→ What you will do
Return all lines of the records that contain the word "below".

(Stored entries)

Content starts

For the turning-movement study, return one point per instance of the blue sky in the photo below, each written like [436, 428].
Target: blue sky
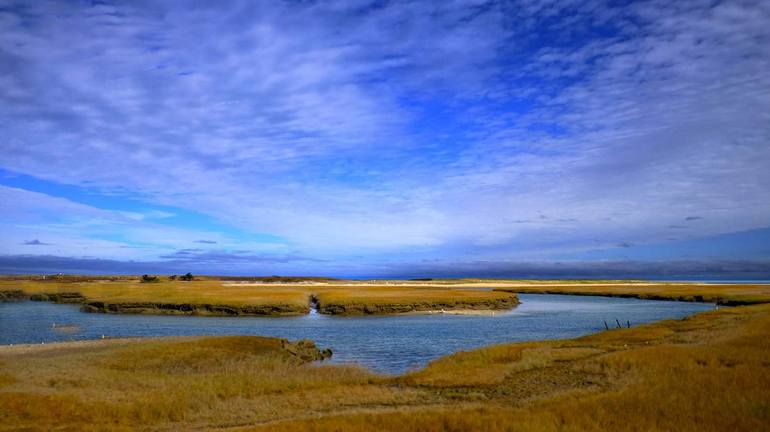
[378, 139]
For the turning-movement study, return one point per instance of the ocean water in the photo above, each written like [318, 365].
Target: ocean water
[387, 344]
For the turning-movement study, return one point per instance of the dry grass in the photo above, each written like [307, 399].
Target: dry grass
[710, 372]
[729, 294]
[707, 373]
[385, 299]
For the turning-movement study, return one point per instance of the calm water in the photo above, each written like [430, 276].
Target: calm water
[390, 344]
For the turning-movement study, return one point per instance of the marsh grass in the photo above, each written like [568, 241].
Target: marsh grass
[709, 372]
[729, 294]
[222, 297]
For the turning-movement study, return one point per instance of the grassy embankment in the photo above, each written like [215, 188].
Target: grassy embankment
[709, 372]
[215, 297]
[728, 294]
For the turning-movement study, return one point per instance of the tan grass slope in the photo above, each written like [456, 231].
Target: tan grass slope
[709, 372]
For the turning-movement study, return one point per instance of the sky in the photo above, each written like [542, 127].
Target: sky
[386, 139]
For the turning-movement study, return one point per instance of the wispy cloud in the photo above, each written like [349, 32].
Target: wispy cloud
[35, 242]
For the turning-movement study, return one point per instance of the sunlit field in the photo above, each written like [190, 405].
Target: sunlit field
[230, 298]
[212, 296]
[703, 373]
[729, 294]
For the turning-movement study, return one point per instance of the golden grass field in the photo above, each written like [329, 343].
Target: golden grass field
[728, 294]
[709, 372]
[230, 298]
[293, 296]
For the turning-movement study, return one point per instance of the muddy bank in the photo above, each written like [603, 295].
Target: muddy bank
[194, 309]
[417, 307]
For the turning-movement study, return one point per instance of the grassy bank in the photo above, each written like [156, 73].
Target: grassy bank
[404, 299]
[293, 295]
[709, 372]
[222, 297]
[729, 294]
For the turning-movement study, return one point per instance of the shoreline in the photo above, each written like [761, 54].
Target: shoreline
[711, 364]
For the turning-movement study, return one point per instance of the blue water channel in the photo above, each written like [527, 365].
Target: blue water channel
[389, 344]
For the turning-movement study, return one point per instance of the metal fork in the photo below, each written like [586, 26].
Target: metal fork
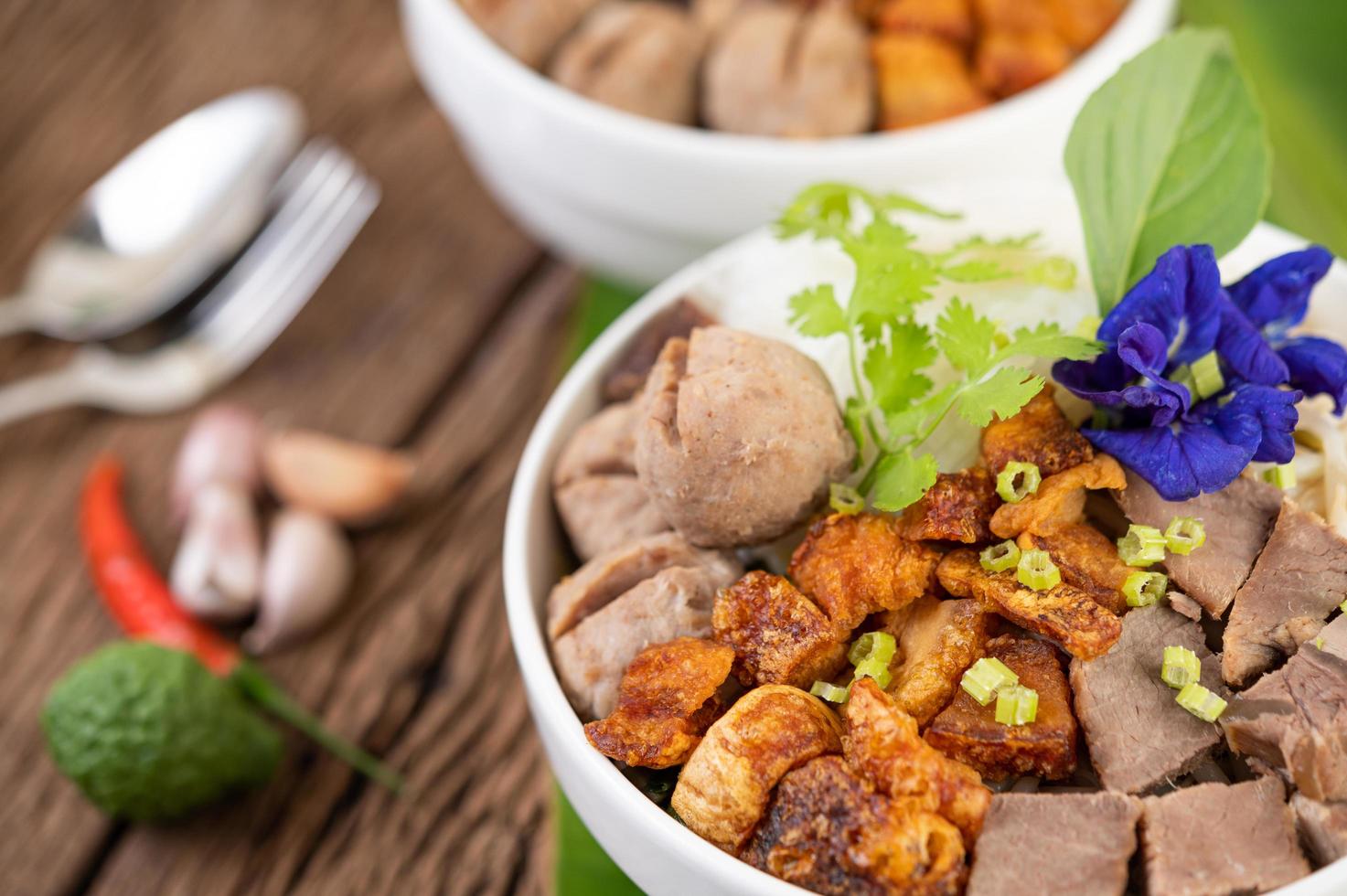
[324, 201]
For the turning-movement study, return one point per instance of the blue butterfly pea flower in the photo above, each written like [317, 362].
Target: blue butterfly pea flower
[1276, 298]
[1181, 443]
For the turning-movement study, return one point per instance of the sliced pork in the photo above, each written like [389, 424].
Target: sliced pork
[604, 512]
[1139, 736]
[1236, 519]
[1299, 580]
[1221, 839]
[1323, 827]
[590, 657]
[1035, 844]
[613, 573]
[1295, 720]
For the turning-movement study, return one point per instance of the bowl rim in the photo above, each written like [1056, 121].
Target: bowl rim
[1139, 20]
[549, 704]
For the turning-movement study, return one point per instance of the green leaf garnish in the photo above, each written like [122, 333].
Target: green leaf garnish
[897, 406]
[1170, 151]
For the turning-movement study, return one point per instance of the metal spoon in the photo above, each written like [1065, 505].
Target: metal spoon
[162, 221]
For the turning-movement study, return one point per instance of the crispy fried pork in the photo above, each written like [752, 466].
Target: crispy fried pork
[666, 702]
[957, 508]
[829, 832]
[728, 782]
[1063, 613]
[1088, 560]
[1044, 748]
[882, 744]
[937, 642]
[859, 565]
[777, 634]
[1039, 432]
[1060, 499]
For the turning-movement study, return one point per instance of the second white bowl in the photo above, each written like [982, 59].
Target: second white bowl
[637, 199]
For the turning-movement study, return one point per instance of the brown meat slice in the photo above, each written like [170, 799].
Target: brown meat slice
[726, 783]
[1037, 434]
[1035, 844]
[1045, 747]
[882, 744]
[1323, 827]
[856, 565]
[777, 634]
[1299, 580]
[1139, 736]
[613, 573]
[628, 375]
[1219, 839]
[829, 832]
[1060, 499]
[1296, 719]
[604, 443]
[957, 508]
[590, 657]
[948, 19]
[1063, 613]
[1236, 520]
[937, 640]
[604, 512]
[922, 79]
[666, 702]
[1087, 560]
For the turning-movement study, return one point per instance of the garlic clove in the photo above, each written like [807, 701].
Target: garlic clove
[222, 445]
[347, 481]
[307, 571]
[217, 571]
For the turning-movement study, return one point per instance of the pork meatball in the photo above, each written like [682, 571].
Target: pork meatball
[740, 437]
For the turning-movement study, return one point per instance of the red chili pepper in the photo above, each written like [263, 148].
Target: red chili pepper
[142, 603]
[131, 588]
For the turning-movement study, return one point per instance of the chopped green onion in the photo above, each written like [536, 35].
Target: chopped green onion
[1028, 475]
[831, 693]
[1206, 376]
[999, 558]
[1037, 571]
[845, 500]
[1141, 546]
[873, 645]
[1283, 475]
[1201, 702]
[877, 668]
[1184, 535]
[1017, 705]
[1144, 589]
[1181, 667]
[985, 678]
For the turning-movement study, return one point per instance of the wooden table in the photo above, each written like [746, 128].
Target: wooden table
[438, 333]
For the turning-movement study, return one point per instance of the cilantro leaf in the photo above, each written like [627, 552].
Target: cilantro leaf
[815, 312]
[1048, 341]
[893, 367]
[902, 478]
[1008, 389]
[966, 338]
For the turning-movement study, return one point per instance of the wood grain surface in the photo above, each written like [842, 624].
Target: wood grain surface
[439, 333]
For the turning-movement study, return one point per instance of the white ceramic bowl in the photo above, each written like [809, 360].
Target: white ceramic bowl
[657, 853]
[637, 199]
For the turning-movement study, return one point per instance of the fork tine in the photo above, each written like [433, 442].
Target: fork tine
[314, 239]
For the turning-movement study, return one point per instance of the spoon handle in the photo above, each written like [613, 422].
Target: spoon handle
[14, 317]
[43, 392]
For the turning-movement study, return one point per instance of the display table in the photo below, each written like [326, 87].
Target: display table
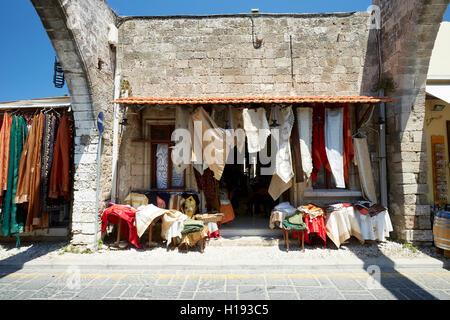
[287, 227]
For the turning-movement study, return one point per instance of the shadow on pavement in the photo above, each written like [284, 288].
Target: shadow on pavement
[14, 263]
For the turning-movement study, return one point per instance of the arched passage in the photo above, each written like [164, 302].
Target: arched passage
[78, 31]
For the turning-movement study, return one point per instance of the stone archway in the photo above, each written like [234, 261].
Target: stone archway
[78, 31]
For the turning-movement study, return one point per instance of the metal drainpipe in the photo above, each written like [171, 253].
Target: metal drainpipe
[382, 155]
[115, 137]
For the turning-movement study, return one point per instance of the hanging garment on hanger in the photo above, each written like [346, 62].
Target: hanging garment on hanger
[334, 143]
[181, 157]
[59, 185]
[349, 151]
[29, 178]
[362, 158]
[208, 185]
[304, 122]
[162, 166]
[13, 215]
[296, 151]
[237, 123]
[278, 187]
[45, 157]
[5, 136]
[319, 155]
[212, 141]
[256, 128]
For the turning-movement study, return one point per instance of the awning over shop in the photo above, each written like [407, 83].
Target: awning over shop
[262, 100]
[440, 91]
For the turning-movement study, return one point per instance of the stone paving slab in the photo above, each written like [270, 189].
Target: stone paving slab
[330, 285]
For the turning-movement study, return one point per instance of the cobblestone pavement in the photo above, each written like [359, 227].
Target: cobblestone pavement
[74, 284]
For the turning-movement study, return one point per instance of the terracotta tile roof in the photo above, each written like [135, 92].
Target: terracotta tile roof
[236, 100]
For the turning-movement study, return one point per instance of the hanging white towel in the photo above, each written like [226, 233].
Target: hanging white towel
[181, 154]
[304, 116]
[334, 143]
[362, 160]
[237, 123]
[285, 118]
[256, 128]
[162, 166]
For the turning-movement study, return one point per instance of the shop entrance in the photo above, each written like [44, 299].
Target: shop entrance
[247, 191]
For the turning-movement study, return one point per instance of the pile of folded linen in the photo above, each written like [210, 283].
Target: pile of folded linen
[374, 220]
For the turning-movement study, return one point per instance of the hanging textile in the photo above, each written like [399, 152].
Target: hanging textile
[5, 136]
[256, 128]
[208, 185]
[59, 185]
[219, 115]
[29, 176]
[282, 178]
[334, 143]
[162, 166]
[45, 163]
[212, 142]
[14, 216]
[283, 161]
[278, 187]
[237, 123]
[175, 202]
[362, 159]
[349, 151]
[304, 122]
[319, 155]
[296, 151]
[181, 160]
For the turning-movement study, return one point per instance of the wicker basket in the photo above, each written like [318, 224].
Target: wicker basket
[208, 217]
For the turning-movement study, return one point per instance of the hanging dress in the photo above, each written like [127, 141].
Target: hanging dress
[14, 216]
[59, 185]
[5, 136]
[29, 177]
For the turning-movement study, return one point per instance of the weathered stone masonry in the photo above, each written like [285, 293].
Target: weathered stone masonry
[409, 30]
[332, 54]
[79, 34]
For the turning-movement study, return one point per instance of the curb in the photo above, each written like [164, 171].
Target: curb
[301, 265]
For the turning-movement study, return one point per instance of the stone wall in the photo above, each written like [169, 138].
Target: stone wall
[79, 34]
[408, 33]
[215, 55]
[332, 54]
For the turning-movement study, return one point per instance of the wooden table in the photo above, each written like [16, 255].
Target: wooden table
[150, 230]
[286, 237]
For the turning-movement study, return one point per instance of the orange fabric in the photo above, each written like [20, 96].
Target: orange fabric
[59, 185]
[29, 177]
[227, 210]
[5, 135]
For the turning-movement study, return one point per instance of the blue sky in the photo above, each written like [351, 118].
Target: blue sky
[27, 55]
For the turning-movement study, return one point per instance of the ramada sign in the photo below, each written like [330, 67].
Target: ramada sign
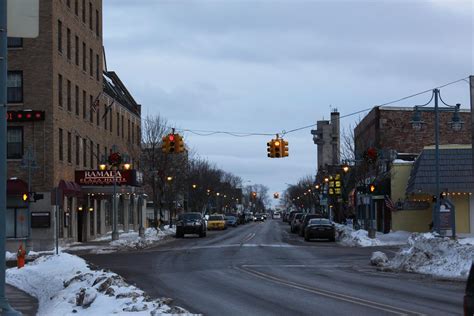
[106, 177]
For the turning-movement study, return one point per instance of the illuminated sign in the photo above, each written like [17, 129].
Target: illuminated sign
[108, 177]
[25, 116]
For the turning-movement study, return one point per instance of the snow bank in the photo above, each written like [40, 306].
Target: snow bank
[65, 285]
[437, 256]
[359, 238]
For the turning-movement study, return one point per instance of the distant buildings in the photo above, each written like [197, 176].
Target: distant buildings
[86, 112]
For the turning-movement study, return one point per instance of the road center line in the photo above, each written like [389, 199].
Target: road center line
[330, 294]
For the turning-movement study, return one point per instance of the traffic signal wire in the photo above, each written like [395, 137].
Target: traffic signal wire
[284, 132]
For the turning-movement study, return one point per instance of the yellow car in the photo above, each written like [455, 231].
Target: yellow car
[216, 221]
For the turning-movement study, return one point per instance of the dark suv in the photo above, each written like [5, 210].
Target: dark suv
[190, 223]
[469, 296]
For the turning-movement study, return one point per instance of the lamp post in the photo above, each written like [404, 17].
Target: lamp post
[456, 124]
[116, 161]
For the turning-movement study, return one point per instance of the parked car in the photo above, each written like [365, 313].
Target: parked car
[469, 296]
[295, 223]
[291, 215]
[190, 223]
[216, 221]
[305, 220]
[231, 220]
[320, 228]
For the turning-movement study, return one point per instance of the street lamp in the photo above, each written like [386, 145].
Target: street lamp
[456, 125]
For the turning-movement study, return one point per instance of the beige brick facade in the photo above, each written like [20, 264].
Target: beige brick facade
[63, 75]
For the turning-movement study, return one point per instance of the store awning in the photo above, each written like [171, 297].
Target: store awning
[16, 187]
[455, 170]
[69, 188]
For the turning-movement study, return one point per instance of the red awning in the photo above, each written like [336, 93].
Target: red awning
[69, 188]
[16, 187]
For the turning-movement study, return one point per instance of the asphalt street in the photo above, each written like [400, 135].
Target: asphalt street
[262, 269]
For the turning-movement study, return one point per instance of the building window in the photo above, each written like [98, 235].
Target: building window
[105, 116]
[78, 143]
[14, 142]
[90, 16]
[16, 225]
[84, 56]
[60, 90]
[14, 42]
[92, 154]
[15, 87]
[138, 136]
[84, 11]
[118, 124]
[84, 104]
[76, 53]
[69, 147]
[91, 117]
[68, 43]
[60, 140]
[84, 152]
[77, 100]
[128, 130]
[123, 127]
[97, 67]
[91, 62]
[111, 118]
[97, 23]
[60, 36]
[98, 154]
[133, 133]
[68, 95]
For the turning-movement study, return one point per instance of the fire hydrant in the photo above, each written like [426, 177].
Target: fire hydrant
[20, 257]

Content ends

→ Exercise result
For the turning-movement study, return one point per instance of the blue sky in the photo below, each written like [436, 428].
For the turning-movement study, return one point per instance of the metal fork in the photo below, each written like [586, 26].
For the turning-movement study, return one point per instance of the display table in the photo below, each written like [326, 87].
For the turning-movement study, return one point per instance of the ramada sign in the photo below, each written like [330, 67].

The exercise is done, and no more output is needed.